** START OF Given records **
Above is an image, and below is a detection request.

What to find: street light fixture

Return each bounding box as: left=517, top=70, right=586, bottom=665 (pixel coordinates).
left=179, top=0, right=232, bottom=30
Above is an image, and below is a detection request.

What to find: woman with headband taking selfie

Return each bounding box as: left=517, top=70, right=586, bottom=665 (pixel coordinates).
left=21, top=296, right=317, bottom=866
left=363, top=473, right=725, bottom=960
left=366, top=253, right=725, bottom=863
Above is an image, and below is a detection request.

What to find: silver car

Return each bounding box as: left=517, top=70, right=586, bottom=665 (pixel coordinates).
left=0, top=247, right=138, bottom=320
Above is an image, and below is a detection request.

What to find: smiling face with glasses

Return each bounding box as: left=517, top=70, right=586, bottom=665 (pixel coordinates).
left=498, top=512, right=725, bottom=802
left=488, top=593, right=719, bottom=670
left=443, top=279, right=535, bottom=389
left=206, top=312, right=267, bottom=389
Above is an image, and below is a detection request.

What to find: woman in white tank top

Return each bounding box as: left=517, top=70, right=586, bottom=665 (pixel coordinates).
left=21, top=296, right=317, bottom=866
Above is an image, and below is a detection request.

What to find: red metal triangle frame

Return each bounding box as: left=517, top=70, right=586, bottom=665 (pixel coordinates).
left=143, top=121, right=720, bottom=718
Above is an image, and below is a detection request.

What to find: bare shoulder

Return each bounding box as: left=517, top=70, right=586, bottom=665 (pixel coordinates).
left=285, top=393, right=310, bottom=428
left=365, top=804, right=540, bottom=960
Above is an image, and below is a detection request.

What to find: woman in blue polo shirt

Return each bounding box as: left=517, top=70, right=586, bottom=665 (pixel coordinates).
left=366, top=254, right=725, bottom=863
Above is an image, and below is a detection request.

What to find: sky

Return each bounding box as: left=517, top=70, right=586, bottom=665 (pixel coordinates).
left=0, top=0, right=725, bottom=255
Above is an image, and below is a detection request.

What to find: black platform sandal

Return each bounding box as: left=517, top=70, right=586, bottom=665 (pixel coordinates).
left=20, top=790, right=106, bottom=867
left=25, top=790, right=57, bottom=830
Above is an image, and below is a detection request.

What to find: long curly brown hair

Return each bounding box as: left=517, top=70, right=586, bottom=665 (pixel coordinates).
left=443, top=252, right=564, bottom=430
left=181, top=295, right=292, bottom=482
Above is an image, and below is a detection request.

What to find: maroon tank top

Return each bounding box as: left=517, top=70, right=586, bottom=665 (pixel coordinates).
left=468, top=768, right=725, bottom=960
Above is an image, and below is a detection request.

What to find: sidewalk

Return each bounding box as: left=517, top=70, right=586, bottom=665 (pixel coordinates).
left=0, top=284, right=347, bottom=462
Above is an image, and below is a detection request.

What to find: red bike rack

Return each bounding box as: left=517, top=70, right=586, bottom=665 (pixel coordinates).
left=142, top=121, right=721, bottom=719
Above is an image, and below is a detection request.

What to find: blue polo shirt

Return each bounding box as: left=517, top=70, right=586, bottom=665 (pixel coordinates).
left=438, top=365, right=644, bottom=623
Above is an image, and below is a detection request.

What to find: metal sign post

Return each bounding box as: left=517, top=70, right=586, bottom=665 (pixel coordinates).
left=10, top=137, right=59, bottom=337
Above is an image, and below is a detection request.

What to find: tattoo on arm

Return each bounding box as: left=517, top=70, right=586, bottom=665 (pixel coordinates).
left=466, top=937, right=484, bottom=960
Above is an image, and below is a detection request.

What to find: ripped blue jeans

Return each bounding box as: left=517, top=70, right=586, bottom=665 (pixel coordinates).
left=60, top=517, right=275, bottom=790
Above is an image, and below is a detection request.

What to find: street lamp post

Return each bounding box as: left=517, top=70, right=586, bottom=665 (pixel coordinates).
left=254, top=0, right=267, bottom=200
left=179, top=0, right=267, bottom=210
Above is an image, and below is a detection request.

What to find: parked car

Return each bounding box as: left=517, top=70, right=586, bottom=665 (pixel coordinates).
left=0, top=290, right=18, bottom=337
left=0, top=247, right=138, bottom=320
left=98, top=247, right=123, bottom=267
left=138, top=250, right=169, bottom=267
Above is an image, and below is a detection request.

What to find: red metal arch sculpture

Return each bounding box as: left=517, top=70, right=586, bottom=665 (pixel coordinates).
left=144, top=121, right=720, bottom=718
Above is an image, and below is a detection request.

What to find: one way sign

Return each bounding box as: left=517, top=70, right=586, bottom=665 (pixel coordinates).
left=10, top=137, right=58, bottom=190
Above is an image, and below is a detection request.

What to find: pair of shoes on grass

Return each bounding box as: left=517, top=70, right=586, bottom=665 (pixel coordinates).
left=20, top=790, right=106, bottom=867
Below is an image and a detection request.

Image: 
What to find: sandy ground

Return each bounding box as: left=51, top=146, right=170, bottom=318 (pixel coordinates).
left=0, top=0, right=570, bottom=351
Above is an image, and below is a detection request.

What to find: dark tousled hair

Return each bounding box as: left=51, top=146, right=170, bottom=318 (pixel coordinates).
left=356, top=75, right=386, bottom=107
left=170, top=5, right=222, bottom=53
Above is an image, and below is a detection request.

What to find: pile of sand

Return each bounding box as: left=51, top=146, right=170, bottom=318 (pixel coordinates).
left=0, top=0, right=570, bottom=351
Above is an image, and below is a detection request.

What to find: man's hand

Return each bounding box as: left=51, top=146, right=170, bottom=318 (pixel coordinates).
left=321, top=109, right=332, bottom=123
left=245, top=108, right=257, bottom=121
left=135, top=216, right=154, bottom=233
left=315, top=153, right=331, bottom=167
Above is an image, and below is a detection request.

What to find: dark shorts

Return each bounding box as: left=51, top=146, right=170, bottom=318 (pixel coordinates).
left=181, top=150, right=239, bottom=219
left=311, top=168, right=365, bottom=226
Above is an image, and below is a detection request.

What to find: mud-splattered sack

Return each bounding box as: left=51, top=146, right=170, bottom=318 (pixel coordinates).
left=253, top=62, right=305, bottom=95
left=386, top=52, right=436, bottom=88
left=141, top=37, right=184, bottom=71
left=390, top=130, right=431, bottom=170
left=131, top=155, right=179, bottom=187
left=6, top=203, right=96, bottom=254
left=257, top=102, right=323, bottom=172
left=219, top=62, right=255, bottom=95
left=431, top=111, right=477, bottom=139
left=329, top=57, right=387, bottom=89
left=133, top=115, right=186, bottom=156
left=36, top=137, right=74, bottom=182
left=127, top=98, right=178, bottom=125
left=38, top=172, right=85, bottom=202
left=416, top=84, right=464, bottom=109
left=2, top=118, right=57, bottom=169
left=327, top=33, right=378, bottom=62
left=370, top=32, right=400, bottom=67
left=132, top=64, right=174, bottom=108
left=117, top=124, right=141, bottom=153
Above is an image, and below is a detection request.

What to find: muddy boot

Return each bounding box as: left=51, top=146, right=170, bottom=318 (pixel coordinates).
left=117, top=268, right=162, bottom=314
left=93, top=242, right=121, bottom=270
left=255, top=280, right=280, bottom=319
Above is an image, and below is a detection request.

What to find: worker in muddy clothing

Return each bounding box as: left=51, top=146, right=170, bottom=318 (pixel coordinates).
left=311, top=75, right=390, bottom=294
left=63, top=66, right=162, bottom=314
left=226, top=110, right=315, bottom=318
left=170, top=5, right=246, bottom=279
** END OF Given records **
### The task
All entries shown above should be printed again exactly.

### Full solution
Above is an image, and below is a detection request.

What to find: street light fixture

Return each bounding box as: left=517, top=70, right=586, bottom=665 (pixel coordinates).
left=179, top=0, right=232, bottom=30
Above is an image, and below is a detection request.

What to find: woman with headband taking selfie

Return each bounding box as: left=517, top=70, right=586, bottom=665 (pixel coordinates).
left=21, top=296, right=317, bottom=866
left=363, top=473, right=725, bottom=960
left=366, top=253, right=725, bottom=863
Above is an image, and below is a detection request.

What to find: silver car

Return each bounding box as: left=517, top=70, right=586, bottom=665 (pixel coordinates).
left=0, top=247, right=138, bottom=320
Above is an image, and below is a detection request.

What to find: smiling face with glasses

Return each bounding box as: left=517, top=70, right=586, bottom=665 (pixel coordinates).
left=498, top=512, right=725, bottom=802
left=488, top=593, right=719, bottom=670
left=443, top=279, right=535, bottom=389
left=206, top=312, right=267, bottom=389
Above is an image, and below is a detection request.

What to find: woman in white tank top

Return each bounding box as: left=517, top=70, right=586, bottom=665 (pixel coordinates).
left=21, top=296, right=317, bottom=866
Above is an image, and below is a detection request.

What to find: red metal triangle frame

Return each bounding box as: left=517, top=70, right=586, bottom=665 (pixel coordinates).
left=143, top=121, right=720, bottom=718
Above is an image, and below is a detection request.

What to find: bare shoulder

Return each bounding box as: left=517, top=70, right=586, bottom=665 (pixel coordinates).
left=285, top=393, right=310, bottom=428
left=365, top=804, right=540, bottom=960
Above is an image, and below is a detection request.

What to find: woman in blue polo shirt

Return each bounding box as: left=517, top=70, right=586, bottom=665 (pixel coordinates).
left=366, top=254, right=725, bottom=863
Above is an image, and below is a detection request.

What to find: sky

Return each bounding box as: left=517, top=70, right=586, bottom=665 (pixel coordinates).
left=0, top=0, right=725, bottom=255
Above is an image, and below is a detection request.

What to find: black platform sandal

Return each bounding box as: left=517, top=70, right=586, bottom=665 (pixel coordinates).
left=20, top=790, right=106, bottom=867
left=25, top=790, right=57, bottom=830
Above is an image, and below is a detection request.

What to find: long curly brown hair

Return each bounding box as: left=517, top=70, right=586, bottom=665 (pixel coordinates).
left=443, top=252, right=564, bottom=430
left=181, top=295, right=292, bottom=482
Above is an image, and below is a detection request.

What to find: maroon tank top

Return each bounding box as: left=517, top=70, right=586, bottom=665 (pixel coordinates).
left=468, top=768, right=725, bottom=960
Above is an image, and below is a detection request.

What to find: sidewalk

Return each bounding box as: left=517, top=70, right=586, bottom=665 (pixel coordinates).
left=0, top=284, right=347, bottom=462
Above is an image, and below is a detection request.

What to find: red bike rack

Return each bounding box as: left=517, top=70, right=586, bottom=665 (pixel coordinates).
left=142, top=121, right=721, bottom=719
Above is an image, and below is a detection request.

What to find: blue polo shirt

Return each bounding box as: left=517, top=70, right=586, bottom=665 (pixel coordinates).
left=438, top=365, right=644, bottom=623
Above is an image, and below is a detection request.

What to find: metal sign post

Return each bounding box as: left=517, top=70, right=586, bottom=665 (pixel coordinates).
left=10, top=137, right=59, bottom=337
Above is an image, and below is a detection request.

What to find: tattoo on arm

Return each bounding box as: left=517, top=70, right=586, bottom=665 (pixel coordinates).
left=466, top=937, right=484, bottom=960
Above is an image, and below is a detection request.

What to find: ripped blue jeans

Return each bounding box as: left=517, top=70, right=586, bottom=665 (pixel coordinates).
left=60, top=517, right=275, bottom=790
Above is an image, and below is a detection request.

What to find: street lamp post

Return each bounding box as: left=517, top=70, right=586, bottom=665 (pixel coordinates).
left=254, top=0, right=267, bottom=200
left=179, top=0, right=267, bottom=210
Above is an image, and below is a detection request.

What to find: parked car

Return each bounding box as: left=517, top=70, right=586, bottom=665 (pixel coordinates).
left=0, top=290, right=18, bottom=337
left=0, top=247, right=138, bottom=320
left=98, top=247, right=123, bottom=267
left=138, top=250, right=169, bottom=267
Above is an image, and below is a detection request.

What to find: red metal arch sculpture

Return each bounding box as: left=517, top=70, right=586, bottom=665 (pixel coordinates).
left=144, top=121, right=720, bottom=718
Above is an image, and below is a detection request.

What to find: one way sign

Return each bounding box as: left=517, top=70, right=586, bottom=665 (pixel coordinates).
left=10, top=137, right=58, bottom=190
Above is an image, and below is a detection request.

What to find: pair of shoes on grass

Return each bounding box as: left=517, top=70, right=586, bottom=665 (pixel coordinates).
left=20, top=790, right=106, bottom=867
Below is an image and a detection request.

Image: 
What to find: sandy ground

Return each bounding box as: left=51, top=146, right=170, bottom=318 (pixel coordinates).
left=0, top=0, right=570, bottom=351
Above is an image, and below is a detection request.

What to find: dark tousled hair

Return each bounding box as: left=51, top=146, right=170, bottom=318 (pixel coordinates).
left=356, top=75, right=386, bottom=107
left=170, top=5, right=222, bottom=53
Above is an image, and below is a detection request.

What to find: pile of sand

Return each bounding box as: left=51, top=146, right=170, bottom=318 (pixel coordinates).
left=0, top=0, right=570, bottom=351
Above is an image, and below is a detection request.

What to find: man's hand

Return each bounding box as: left=51, top=146, right=170, bottom=318 (pixel coordinates).
left=321, top=109, right=332, bottom=123
left=245, top=108, right=257, bottom=121
left=135, top=216, right=154, bottom=233
left=315, top=153, right=331, bottom=167
Above is an image, and below is a detection request.

What to find: dark shorts

Return each bounding box as: left=51, top=146, right=170, bottom=318 (pixel coordinates).
left=181, top=150, right=239, bottom=219
left=311, top=168, right=365, bottom=226
Above is an image, and below is a detection request.

What to find: mud-splattered sack

Return each bounding box as: left=51, top=146, right=170, bottom=318 (pixel coordinates).
left=253, top=62, right=305, bottom=95
left=386, top=52, right=436, bottom=88
left=141, top=37, right=184, bottom=71
left=390, top=130, right=431, bottom=170
left=131, top=155, right=179, bottom=187
left=6, top=203, right=96, bottom=254
left=257, top=102, right=323, bottom=172
left=219, top=62, right=255, bottom=95
left=431, top=111, right=477, bottom=139
left=329, top=57, right=387, bottom=89
left=133, top=115, right=186, bottom=156
left=36, top=137, right=74, bottom=182
left=127, top=98, right=178, bottom=125
left=38, top=172, right=85, bottom=202
left=416, top=84, right=464, bottom=109
left=2, top=118, right=57, bottom=169
left=327, top=33, right=378, bottom=62
left=370, top=32, right=400, bottom=67
left=132, top=64, right=174, bottom=108
left=117, top=124, right=141, bottom=153
Above is an image, and below is a detection request.

What to find: muddy boot

Return each bounding box as: left=51, top=146, right=170, bottom=318 (pixel coordinates).
left=117, top=268, right=162, bottom=314
left=93, top=242, right=121, bottom=270
left=255, top=280, right=280, bottom=319
Above is an image, and below is a detection request.

What to find: worker in muddy clothing

Return each bounding box as: left=51, top=146, right=170, bottom=318 (pixel coordinates).
left=311, top=75, right=390, bottom=294
left=63, top=66, right=162, bottom=314
left=226, top=110, right=315, bottom=318
left=170, top=5, right=246, bottom=279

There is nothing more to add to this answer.